## REQUIRED ACTION 1
Translate this sentence from the emergency fund article into Spanish: "We typically don’t include anticipated expenses in the category of financial emergencies."
## REQUIRED ACTION 2
Duplicate the passage of the emergency fund article that begins at the words "We’ve all heard" and stops after the words "your emergency fund.".

By Michelle Lefebvre

We’ve all heard it’s smart to have money set aside in an emergency fund, but what does that mean exactly?

Let’s start by describing a financial emergency. This is an unexpected situation that has an impact on your normal income or expenses. Some of the most common financial emergencies include:

  • Job loss or reduced hours
  • Sudden health problem that affects your ability to work
  • Medical bills
  • Natural disaster
  • Divorce
  • Death of a spouse
  • Significant home repair
  • Major car issue like a transmission or suspension problem

We typically don’t include anticipated expenses in the category of financial emergencies. Although replacing your home’s furnace or car’s tires can be expensive, you can anticipate these costs based on the item’s age and typical life span. These replacements should ideally be covered by your general savings and not pulled from your emergency fund.

How much do I need? Experts typically recommend building an emergency fund that contains enough money to cover 3-6 months of essential expenses. We know that sounds overwhelming, so we’ve broken it down into six steps that will put you on the path to a well-funded emergency account:

1. Know your numbers. Start by identifying (or confirming) how much your necessary monthly expenses are (include rent or mortgage, utilities, insurance, car payments, food, etc.) and exclude those things you can’t do without if needed (dinners out, green fees, fashion splurges, etc.).

2. Set your goal(s). Multiply the above number by three to determine the minimum amount you should have available and by six to establish your higher-end goal. This emergency fund should be easily accessible (commonly used accounts include savings, checking and money market).

3. Choose a winning mindset. Although it might seem like a bummer to eliminate a few fun expenses, remind yourself that this will make life easier when an emergency comes up. It can be a big relief to not have financial worries while dealing with an illness, household disaster or job loss.

4. Identify areas where you can save. We recently posted an article that shares tips on how to turn expenses into savings. Check it out here!

5. Be realistic and reward yourself. Give yourself a reasonable timeframe, as well as a do-able savings amount. You can also reward yourself as you hit certain targets – whether that’s an ice cream date or a non-monetary reward like taking a nap while your kids do the dishes.

6. Recognize the role of insurance. In addition to the importance of having an emergency fund with enough money for 3-6 months of expenses, your local COUNTRY Financial representative can help you protect your lifestyle with well-chosen insurance.

You’ll be amazed at the sense of confidence it gives you to have an emergency fund available! And wouldn’t we all like to have one less thing to worry about?

## EXERCISE DATA
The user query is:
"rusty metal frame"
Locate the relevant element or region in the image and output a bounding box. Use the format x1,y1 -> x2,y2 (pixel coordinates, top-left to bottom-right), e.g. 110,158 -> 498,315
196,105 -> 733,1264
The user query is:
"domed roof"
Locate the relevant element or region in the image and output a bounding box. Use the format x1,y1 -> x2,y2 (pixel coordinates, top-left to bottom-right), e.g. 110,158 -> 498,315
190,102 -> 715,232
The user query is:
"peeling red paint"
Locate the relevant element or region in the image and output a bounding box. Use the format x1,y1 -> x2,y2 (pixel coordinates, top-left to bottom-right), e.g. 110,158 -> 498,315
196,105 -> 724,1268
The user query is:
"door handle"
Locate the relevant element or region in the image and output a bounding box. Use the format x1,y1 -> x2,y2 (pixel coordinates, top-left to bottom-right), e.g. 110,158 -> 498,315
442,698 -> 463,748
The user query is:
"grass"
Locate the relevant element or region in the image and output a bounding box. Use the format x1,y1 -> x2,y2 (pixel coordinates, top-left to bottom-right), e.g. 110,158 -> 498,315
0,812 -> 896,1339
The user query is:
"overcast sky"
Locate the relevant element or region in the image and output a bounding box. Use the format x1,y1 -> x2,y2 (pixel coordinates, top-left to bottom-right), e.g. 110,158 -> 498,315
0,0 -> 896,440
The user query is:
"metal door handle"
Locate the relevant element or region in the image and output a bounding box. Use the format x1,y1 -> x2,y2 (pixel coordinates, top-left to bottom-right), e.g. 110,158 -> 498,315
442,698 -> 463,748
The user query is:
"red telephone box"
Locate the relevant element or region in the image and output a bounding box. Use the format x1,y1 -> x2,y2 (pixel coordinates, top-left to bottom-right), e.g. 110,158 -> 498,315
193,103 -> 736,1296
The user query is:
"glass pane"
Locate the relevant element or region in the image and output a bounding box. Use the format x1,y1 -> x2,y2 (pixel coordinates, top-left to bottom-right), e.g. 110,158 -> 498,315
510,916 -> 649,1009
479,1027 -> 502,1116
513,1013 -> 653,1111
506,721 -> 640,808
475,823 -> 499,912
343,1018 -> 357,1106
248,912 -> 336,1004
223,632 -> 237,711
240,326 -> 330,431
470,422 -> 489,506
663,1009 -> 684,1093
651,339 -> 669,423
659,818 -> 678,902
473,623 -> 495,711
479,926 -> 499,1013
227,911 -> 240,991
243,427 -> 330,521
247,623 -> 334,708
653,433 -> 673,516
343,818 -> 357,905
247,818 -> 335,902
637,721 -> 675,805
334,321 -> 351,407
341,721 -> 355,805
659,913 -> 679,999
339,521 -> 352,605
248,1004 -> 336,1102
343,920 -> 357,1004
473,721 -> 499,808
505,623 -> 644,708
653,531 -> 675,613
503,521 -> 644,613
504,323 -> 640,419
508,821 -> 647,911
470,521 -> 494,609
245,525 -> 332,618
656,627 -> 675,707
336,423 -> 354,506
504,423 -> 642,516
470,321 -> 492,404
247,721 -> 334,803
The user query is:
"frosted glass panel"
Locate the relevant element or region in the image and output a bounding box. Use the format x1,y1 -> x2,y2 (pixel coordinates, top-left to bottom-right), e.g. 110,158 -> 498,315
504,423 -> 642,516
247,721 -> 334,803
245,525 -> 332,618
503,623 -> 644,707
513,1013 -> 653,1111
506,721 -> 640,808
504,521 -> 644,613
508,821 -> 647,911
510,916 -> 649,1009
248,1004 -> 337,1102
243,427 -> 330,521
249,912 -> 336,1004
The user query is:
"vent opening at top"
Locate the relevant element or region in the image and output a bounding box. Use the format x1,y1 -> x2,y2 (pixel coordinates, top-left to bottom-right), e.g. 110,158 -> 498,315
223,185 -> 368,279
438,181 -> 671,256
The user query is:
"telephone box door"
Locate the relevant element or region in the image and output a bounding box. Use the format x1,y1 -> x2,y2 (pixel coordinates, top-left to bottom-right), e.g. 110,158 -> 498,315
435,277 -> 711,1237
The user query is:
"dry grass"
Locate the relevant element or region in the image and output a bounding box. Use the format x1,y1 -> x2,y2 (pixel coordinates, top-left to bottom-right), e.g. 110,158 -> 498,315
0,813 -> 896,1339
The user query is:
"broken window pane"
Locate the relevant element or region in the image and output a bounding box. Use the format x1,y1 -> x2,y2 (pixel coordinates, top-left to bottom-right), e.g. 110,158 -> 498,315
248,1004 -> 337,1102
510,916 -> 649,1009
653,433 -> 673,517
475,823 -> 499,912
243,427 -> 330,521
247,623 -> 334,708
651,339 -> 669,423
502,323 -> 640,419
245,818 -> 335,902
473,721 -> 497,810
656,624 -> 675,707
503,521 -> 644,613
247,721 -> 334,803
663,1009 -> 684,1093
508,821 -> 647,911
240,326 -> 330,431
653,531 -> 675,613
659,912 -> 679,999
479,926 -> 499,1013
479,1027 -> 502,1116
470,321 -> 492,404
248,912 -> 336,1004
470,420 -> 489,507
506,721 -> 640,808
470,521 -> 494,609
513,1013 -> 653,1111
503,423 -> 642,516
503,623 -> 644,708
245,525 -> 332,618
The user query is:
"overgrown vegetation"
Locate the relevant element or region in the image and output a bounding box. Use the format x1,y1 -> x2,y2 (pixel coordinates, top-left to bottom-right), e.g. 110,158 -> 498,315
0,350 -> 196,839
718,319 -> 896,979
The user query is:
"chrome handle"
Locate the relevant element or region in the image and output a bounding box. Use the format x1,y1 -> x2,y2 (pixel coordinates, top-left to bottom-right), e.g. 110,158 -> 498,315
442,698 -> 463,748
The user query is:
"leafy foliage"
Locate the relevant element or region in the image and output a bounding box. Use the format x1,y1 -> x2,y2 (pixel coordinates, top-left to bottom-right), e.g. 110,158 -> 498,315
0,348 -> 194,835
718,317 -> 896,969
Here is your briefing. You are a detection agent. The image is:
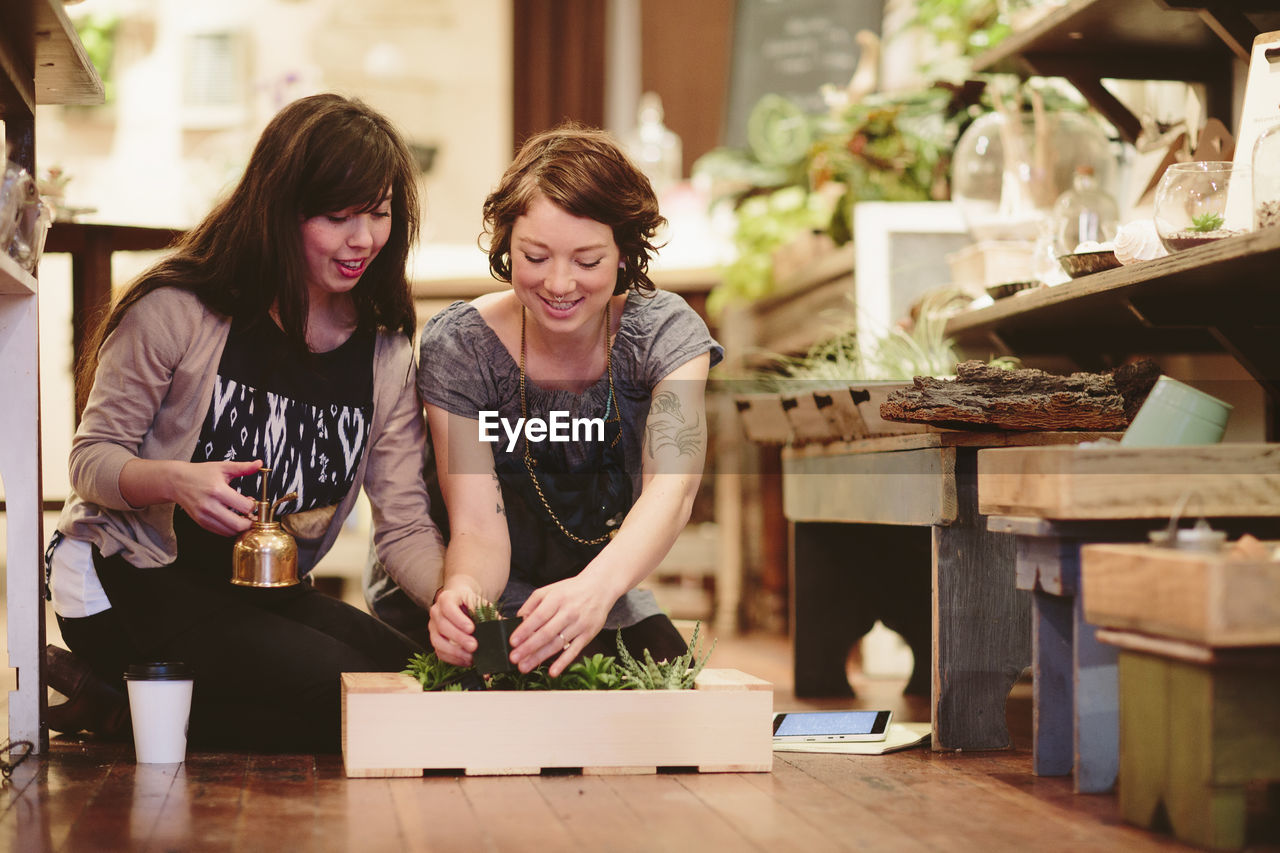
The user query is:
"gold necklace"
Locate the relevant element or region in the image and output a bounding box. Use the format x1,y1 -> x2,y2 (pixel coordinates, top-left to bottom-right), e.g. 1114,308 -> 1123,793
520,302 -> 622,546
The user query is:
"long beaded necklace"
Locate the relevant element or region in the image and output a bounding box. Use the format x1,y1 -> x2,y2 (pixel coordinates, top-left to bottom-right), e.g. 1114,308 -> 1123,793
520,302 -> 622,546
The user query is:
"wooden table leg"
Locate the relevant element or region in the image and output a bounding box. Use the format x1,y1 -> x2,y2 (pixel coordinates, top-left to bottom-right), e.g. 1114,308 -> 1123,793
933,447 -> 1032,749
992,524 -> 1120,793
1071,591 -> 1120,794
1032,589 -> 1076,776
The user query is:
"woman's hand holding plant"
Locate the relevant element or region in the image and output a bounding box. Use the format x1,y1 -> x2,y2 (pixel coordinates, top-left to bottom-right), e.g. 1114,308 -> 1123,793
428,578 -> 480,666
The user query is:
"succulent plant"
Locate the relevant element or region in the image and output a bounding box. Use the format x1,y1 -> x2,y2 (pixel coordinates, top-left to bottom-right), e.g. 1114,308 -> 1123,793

## YOUR RESPONSE 1
Normalmente no incluimos los gastos previstos en la categoría de emergencias financieras.

## YOUR RESPONSE 2
We’ve all heard it’s smart to have money set aside in an emergency fund, but what does that mean exactly?

Let’s start by describing a financial emergency. This is an unexpected situation that has an impact on your normal income or expenses. Some of the most common financial emergencies include:

  • Job loss or reduced hours
  • Sudden health problem that affects your ability to work
  • Medical bills
  • Natural disaster
  • Divorce
  • Death of a spouse
  • Significant home repair
  • Major car issue like a transmission or suspension problem

We typically don’t include anticipated expenses in the category of financial emergencies. Although replacing your home’s furnace or car’s tires can be expensive, you can anticipate these costs based on the item’s age and typical life span. These replacements should ideally be covered by your general savings and not pulled from your emergency fund.